Task details
Convert the items into a two-column CSV with the headers text and answer, one row per item, putting each value in a single quoted field and replacing line breaks with spaces. Begin at the line that has "the ship hull", stop after the line that has "column 297, row 276", and leave the pictures out.

Supplied data
◇ ◇ ◇ ◇ ◇
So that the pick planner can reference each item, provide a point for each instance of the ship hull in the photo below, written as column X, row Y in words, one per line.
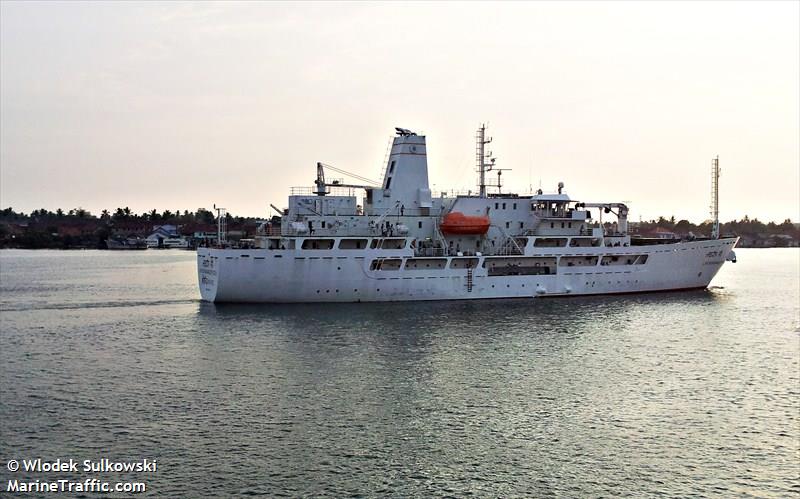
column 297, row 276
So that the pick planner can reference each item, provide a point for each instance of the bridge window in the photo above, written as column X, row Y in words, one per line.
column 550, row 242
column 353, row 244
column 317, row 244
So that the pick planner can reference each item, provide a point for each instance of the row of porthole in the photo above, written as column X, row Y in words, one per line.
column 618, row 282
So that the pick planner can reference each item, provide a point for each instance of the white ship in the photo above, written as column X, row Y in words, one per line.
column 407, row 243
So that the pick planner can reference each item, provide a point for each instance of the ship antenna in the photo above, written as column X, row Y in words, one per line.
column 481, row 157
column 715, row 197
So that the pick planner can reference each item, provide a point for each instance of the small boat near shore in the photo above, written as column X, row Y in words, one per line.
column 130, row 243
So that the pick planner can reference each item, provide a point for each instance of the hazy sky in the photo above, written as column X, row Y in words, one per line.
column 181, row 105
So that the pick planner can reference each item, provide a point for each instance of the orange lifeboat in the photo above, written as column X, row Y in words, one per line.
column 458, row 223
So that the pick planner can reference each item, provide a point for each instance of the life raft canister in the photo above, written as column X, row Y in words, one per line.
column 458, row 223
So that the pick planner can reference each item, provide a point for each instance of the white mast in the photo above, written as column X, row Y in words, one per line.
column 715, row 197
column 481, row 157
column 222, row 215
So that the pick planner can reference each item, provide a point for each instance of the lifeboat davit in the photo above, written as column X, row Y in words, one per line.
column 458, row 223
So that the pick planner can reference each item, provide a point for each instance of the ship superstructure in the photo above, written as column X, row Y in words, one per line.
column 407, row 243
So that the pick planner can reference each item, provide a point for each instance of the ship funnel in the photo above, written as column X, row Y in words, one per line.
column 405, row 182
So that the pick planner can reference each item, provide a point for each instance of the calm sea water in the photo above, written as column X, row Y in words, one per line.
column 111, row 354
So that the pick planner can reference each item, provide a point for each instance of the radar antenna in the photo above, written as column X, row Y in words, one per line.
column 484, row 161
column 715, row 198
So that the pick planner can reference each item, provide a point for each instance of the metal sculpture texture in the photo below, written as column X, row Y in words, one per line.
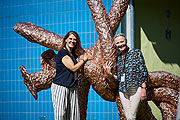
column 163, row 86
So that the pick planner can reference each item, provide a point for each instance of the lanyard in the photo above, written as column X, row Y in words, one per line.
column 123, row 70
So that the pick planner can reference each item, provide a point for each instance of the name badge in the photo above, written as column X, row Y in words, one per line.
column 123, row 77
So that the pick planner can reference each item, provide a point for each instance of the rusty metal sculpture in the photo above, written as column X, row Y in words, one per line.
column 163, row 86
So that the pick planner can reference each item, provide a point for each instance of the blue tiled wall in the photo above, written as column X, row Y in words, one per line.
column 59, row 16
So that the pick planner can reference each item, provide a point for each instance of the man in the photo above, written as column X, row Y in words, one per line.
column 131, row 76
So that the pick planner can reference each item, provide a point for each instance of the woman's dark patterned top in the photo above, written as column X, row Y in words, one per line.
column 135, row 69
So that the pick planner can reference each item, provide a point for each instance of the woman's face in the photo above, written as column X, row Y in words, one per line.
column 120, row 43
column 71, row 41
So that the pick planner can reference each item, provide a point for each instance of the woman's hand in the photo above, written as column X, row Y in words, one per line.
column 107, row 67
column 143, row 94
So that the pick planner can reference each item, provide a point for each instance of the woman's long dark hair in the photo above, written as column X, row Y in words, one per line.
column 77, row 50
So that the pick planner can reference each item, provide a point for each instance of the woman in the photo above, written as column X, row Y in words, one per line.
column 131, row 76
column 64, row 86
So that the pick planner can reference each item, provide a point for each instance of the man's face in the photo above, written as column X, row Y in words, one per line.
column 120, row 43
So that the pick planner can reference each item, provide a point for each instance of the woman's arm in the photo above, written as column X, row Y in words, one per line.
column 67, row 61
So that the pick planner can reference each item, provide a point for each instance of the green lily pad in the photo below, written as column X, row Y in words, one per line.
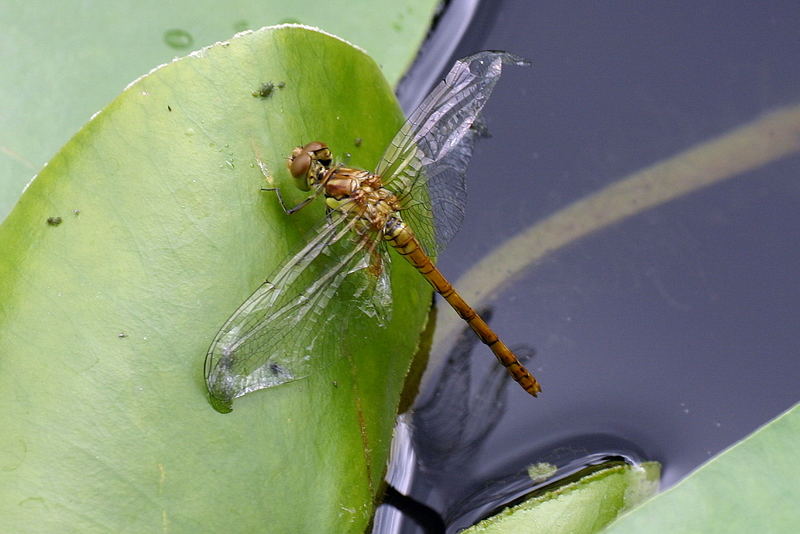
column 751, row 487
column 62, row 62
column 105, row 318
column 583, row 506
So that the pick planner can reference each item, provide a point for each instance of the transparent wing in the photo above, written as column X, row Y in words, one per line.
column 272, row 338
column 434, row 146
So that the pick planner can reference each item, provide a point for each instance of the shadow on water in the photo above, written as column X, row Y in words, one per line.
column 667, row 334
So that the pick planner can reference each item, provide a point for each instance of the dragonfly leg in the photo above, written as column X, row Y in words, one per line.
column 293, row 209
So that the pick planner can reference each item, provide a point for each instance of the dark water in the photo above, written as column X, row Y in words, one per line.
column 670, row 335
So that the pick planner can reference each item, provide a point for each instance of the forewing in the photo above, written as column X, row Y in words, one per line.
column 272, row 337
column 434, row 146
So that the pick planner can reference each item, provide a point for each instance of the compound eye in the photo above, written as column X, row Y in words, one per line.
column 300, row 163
◇ ◇ ◇ ◇ ◇
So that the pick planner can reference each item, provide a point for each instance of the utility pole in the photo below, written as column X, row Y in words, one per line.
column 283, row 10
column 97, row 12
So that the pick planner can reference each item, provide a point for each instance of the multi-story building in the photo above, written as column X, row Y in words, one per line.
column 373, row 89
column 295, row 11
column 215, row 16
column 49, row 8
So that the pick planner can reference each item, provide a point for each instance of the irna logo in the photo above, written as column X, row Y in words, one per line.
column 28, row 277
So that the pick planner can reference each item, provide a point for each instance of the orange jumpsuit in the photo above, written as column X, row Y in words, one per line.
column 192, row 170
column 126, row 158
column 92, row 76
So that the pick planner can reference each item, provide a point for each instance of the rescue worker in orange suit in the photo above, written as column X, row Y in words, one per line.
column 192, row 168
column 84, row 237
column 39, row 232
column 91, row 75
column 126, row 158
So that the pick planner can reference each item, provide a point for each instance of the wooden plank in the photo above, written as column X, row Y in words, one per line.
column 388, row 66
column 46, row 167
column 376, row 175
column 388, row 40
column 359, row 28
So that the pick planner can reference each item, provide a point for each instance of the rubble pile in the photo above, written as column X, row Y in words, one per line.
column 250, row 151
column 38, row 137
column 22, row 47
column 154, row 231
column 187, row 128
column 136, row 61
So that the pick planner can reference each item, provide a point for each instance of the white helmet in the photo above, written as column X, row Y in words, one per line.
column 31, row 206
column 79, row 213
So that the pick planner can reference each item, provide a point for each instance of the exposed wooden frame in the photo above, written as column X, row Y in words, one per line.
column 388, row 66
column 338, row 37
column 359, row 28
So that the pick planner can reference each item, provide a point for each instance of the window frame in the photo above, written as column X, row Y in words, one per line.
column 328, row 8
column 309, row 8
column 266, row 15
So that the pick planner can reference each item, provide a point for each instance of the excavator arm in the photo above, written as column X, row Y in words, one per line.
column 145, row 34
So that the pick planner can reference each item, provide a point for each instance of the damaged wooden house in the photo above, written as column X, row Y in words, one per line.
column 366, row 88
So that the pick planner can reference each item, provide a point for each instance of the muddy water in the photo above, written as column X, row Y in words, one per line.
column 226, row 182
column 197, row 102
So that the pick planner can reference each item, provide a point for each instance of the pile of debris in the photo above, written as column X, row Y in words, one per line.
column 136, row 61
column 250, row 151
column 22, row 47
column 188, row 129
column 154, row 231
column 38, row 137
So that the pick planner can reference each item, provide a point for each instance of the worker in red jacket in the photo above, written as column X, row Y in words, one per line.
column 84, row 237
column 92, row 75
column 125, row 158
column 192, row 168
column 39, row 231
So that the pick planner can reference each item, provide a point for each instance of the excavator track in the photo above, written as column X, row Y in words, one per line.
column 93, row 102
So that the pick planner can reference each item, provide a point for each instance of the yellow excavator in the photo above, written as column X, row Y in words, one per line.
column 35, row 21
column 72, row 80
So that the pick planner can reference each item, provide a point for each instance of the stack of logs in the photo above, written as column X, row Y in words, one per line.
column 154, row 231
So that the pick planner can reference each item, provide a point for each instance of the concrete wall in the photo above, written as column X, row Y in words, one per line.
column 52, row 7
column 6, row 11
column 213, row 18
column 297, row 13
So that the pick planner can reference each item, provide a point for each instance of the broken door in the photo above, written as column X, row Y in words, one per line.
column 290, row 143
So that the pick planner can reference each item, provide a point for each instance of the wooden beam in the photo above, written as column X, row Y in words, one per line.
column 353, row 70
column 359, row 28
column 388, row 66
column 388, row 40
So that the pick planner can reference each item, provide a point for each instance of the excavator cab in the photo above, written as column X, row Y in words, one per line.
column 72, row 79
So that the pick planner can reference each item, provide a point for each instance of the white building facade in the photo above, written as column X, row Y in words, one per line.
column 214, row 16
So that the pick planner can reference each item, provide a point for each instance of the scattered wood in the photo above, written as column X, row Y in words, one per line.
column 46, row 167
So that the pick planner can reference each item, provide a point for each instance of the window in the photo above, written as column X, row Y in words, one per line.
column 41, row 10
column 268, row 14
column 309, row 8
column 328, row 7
◇ ◇ ◇ ◇ ◇
Task solution
text,answer
"So that the pick planner can reference each item, provide a point for each instance of the ship hull in the photo below, written as column X, row Y in words, one per line.","column 297, row 276"